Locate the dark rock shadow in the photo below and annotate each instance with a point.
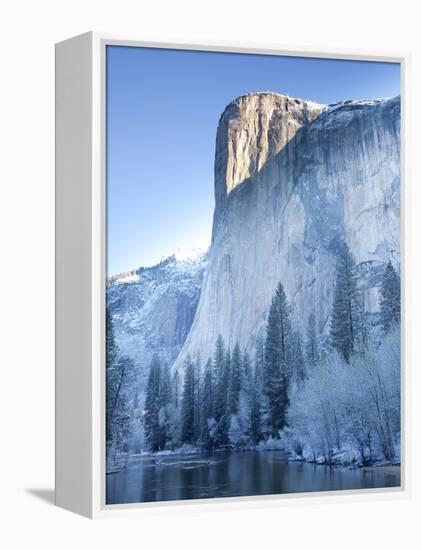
(47, 495)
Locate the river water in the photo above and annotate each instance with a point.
(227, 474)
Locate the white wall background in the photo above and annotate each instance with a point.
(28, 30)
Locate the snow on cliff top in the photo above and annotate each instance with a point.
(185, 258)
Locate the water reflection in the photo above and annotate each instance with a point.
(211, 475)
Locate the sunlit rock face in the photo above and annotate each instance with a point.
(292, 180)
(153, 307)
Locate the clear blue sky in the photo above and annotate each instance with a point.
(163, 108)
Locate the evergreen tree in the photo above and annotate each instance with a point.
(122, 407)
(188, 403)
(297, 363)
(219, 374)
(207, 407)
(197, 399)
(235, 380)
(257, 407)
(312, 347)
(152, 406)
(390, 302)
(164, 404)
(176, 389)
(111, 373)
(345, 326)
(277, 358)
(246, 374)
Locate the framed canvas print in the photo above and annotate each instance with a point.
(230, 266)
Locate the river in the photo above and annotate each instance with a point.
(227, 474)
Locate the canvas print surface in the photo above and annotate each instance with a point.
(253, 289)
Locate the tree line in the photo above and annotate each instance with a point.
(235, 401)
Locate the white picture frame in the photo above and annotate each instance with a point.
(81, 273)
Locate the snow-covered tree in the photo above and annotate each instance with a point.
(188, 403)
(256, 397)
(111, 372)
(277, 361)
(207, 407)
(312, 344)
(235, 380)
(152, 406)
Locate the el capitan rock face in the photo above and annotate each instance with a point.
(293, 179)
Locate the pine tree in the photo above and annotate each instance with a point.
(122, 408)
(164, 402)
(345, 326)
(197, 399)
(277, 359)
(235, 380)
(223, 391)
(297, 363)
(111, 373)
(257, 398)
(188, 403)
(152, 406)
(219, 372)
(207, 406)
(390, 302)
(312, 347)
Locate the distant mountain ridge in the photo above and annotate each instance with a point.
(153, 307)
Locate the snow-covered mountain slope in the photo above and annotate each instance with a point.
(153, 307)
(292, 180)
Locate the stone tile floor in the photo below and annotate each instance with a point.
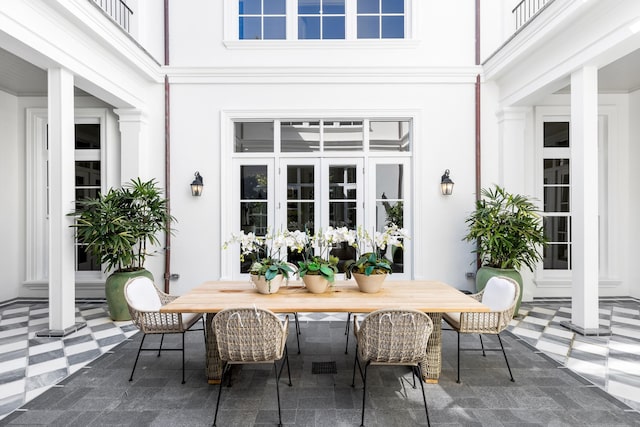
(561, 378)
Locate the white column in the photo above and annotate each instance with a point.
(133, 141)
(61, 197)
(584, 198)
(511, 122)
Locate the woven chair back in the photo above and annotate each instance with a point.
(394, 336)
(249, 335)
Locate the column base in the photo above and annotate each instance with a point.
(599, 332)
(57, 333)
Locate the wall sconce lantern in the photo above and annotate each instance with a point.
(196, 185)
(446, 185)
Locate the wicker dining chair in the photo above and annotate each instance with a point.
(251, 335)
(144, 300)
(392, 337)
(500, 295)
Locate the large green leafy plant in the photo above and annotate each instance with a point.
(508, 230)
(119, 227)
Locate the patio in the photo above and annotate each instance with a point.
(545, 392)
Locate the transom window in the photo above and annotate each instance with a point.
(321, 19)
(261, 19)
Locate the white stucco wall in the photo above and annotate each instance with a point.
(11, 192)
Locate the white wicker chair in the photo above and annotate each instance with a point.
(251, 335)
(144, 300)
(500, 294)
(392, 337)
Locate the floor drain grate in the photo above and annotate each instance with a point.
(324, 368)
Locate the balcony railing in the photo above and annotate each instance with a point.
(527, 9)
(117, 10)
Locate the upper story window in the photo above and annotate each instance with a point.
(321, 19)
(318, 19)
(380, 19)
(261, 19)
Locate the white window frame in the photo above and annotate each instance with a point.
(608, 160)
(232, 37)
(37, 231)
(230, 161)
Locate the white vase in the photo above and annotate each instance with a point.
(316, 284)
(369, 284)
(267, 287)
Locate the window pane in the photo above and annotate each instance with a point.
(309, 28)
(368, 27)
(368, 6)
(274, 28)
(274, 7)
(309, 7)
(557, 257)
(87, 136)
(342, 214)
(250, 29)
(556, 199)
(84, 260)
(333, 27)
(88, 174)
(300, 182)
(393, 27)
(253, 217)
(250, 7)
(342, 182)
(334, 7)
(253, 182)
(556, 228)
(556, 171)
(389, 180)
(343, 135)
(300, 216)
(556, 134)
(392, 6)
(253, 137)
(389, 136)
(299, 136)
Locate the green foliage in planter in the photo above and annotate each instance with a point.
(508, 230)
(368, 264)
(118, 226)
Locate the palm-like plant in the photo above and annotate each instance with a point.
(118, 226)
(508, 230)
+ + +
Output the data exactly. Pictures don't belong in the result.

- Final answer -
Locate the dark rock shadow in the photo below and annotate each instance with a point.
(47, 495)
Locate the river water in the photo above and annotate each instance with a point.
(227, 474)
Locate the white wall background in the photo above and annotate each instance with a point.
(28, 30)
Locate the snow on cliff top in the photo above and annotate each instance with a point.
(185, 258)
Locate the water reflection in the photo above and annotate each instance with a point.
(211, 475)
Locate the sunlit rock face in the photo above and annotate each instance with a point.
(292, 180)
(153, 307)
Locate the clear blue sky in the photo above and annotate each instance with a point.
(163, 108)
Locate the evergreen tree in the photo above and annotate each instance with a point.
(122, 407)
(188, 403)
(297, 363)
(219, 374)
(207, 407)
(197, 399)
(235, 380)
(257, 407)
(312, 347)
(152, 406)
(390, 302)
(164, 404)
(176, 389)
(111, 373)
(345, 326)
(277, 358)
(246, 374)
Locate the framed canvas print in the photo above and annotate each instance with a point.
(230, 266)
Locate the river in the photo above and annotate each instance with a point.
(227, 474)
Locate the canvas print surface in the photo above and annotate each instance with a point.
(253, 289)
Locate the tree line in the photo above and annotate each instance with a point.
(235, 401)
Locate the white picture frame in the photo above and annotate each instance with a point.
(81, 273)
Locate the snow-covered tree in the photo above and annotate each instance with a point.
(188, 403)
(256, 397)
(111, 372)
(277, 361)
(207, 407)
(312, 344)
(235, 380)
(152, 406)
Locate the el capitan rock face in the photo above and annotate each instance with a point.
(293, 179)
Locate the pine tree in the photo above and annotate each instance with a point.
(122, 408)
(164, 402)
(345, 326)
(197, 399)
(277, 359)
(235, 380)
(223, 391)
(297, 363)
(111, 373)
(257, 398)
(188, 403)
(152, 406)
(219, 372)
(207, 406)
(390, 302)
(312, 347)
Locate the distant mountain ridge in the photo above and annotate each instance with a point.
(153, 307)
Locate the snow-covered mountain slope in the photo above and annotate each instance with a point.
(153, 307)
(292, 180)
Locate the stone tile floor in the photo below and annotate each instance with a point.
(561, 378)
Locate the white column in the photo above and annotate each instance with a point.
(133, 141)
(61, 197)
(584, 198)
(511, 122)
Locate the woven chair back in the photo above and annotate each instance with a point.
(394, 336)
(249, 335)
Locate the column base in the photo above and annotate each instance with a point.
(599, 332)
(57, 333)
Locate the wall sconce lantern in the photo above and annotate each instance with a point.
(196, 185)
(446, 185)
Locate the wicker dining chair in the photo above and annotate each instance with a point.
(251, 335)
(144, 300)
(392, 337)
(500, 295)
Locate the large green leafy plant in the photo above and annotate each instance with a point.
(508, 230)
(119, 227)
Locate the patio in the photo above and annotate each instance with a point.
(545, 392)
Locate the transom window in the photo above and annotate each instance with a point.
(321, 19)
(261, 19)
Locate the white stucco wall in the photo above and annotate each instance with a point.
(11, 192)
Locate the white wicker chair in the photo above and annotate each instance with a point.
(251, 335)
(144, 300)
(500, 294)
(392, 337)
Locate the floor drain grate in the photo above and annotate each instance with a point.
(324, 368)
Locate the balcony railing in the photo above and annotate each instance with a point.
(527, 9)
(117, 10)
Locate the upper story window in the photo above and annotate each instance with a point.
(321, 19)
(318, 19)
(380, 19)
(261, 19)
Locate the white window frame in the photo above and annotate each instance with a point.
(608, 160)
(232, 37)
(37, 231)
(230, 161)
Locate the white vase in the photo above and annotate each instance with a point.
(316, 284)
(369, 284)
(267, 287)
Locate the window pane in the photo above and annotate each instance with a point.
(309, 28)
(368, 27)
(368, 6)
(274, 28)
(274, 7)
(309, 7)
(557, 257)
(87, 136)
(342, 214)
(250, 29)
(556, 199)
(84, 260)
(333, 27)
(88, 174)
(300, 182)
(393, 27)
(253, 217)
(250, 7)
(342, 182)
(334, 7)
(253, 182)
(556, 228)
(556, 171)
(389, 180)
(343, 135)
(300, 216)
(556, 134)
(392, 6)
(253, 137)
(389, 136)
(299, 136)
Locate the green foliage in planter in the photo above and annotate each instance with a point.
(508, 230)
(368, 264)
(118, 226)
Locate the palm-like plant in the photo above and annotate each instance with a point.
(118, 226)
(508, 230)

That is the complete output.